Reading passage:
CHAPTER 7
STATEMENT-LEVEL
CONTTROL STRUCTURE
- Two factors are
necessary to make the computations in programs flexible and powerful: some
means of selecting among alternative control flow paths (of statement
execution) and some means of causing the repeated execution of certain
collections of statements.
Statements that provide these kinds of capabilities are called control statements
- It was proven that all
algorithms that can be expressed by flowcharts can be coded in a
programming language with only two control statements: one of choosing
between two control flow paths and one for logically controlled
iterations.
- Writeability and
readability are very important.
All languages that have become very widely used contain more
control statements than the two that are minimally required, because writeability
is enhanced by a larger number of control statements.
- Control structure is a control statement
and the collection of statements whose execution it controls. Control structures should have single entries
and single exits.
COMPOUND STATEMENTS
- One feature that makes
control statement design easier is a method of forming statement
collections.
- Algol 60 introduced the
first statement collection structure, the compound statement:
begin
statement_1;
…
statement_n
end
- Compound statements
allow a collection of statements to be abstracted to a single statement –
which can be used to great advantage in control statement design. Data declarations can be added to the
beginning of a compound statement in several languages, making it a block.
- C, C++, and Java use
braces to delimit both compound statements and blocks.
SELECTION STATEMENTS
- Selection statements provides the means of
choosing between two or more execution paths in a program. They fall in two general categories,
two-way and n-way, or multiple selection.
Two-Way Selection Statements
- The simplest design
issue for two-way selectors is the type of expression that controls the
selector.
- All imperitative
languages include a single-way selector, in most cases as a sub-form of a
two-way selector
if(flag .ne. 1) go to 20
i = 1
j = 2
20
continue
if (Boolean expression) then
begin
statement _1;
…
statement-n
end
- Most of the languages
that followed Algol 60, including FORTRAN 77 and 90, provide a single-way
selectors that can select a compound statement or a sequence of
statements.
- Algol introduced the
first two-way selector:
if (Boolean expression)

Directives:
1. According to the notes on statement-level control structures, which language introduced the first statement collection structure?
2. From the notes on statement-level control structures, copy the passage between "Statements that provide" and "are very important.", inclusive, word for word.

Material provided:
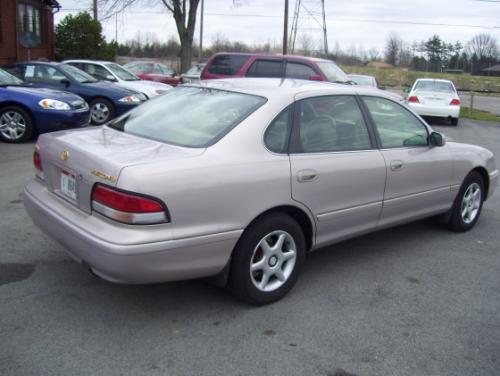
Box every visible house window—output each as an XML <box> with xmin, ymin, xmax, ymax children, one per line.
<box><xmin>18</xmin><ymin>3</ymin><xmax>43</xmax><ymax>42</ymax></box>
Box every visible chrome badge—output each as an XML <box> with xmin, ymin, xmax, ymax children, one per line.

Exercise answers:
1. Algol 60

2.
Statements that provide these kinds of capabilities are called control statements
- It was proven that all
algorithms that can be expressed by flowcharts can be coded in a
programming language with only two control statements: one of choosing
between two control flow paths and one for logically controlled
iterations.
- Writeability and
readability are very important.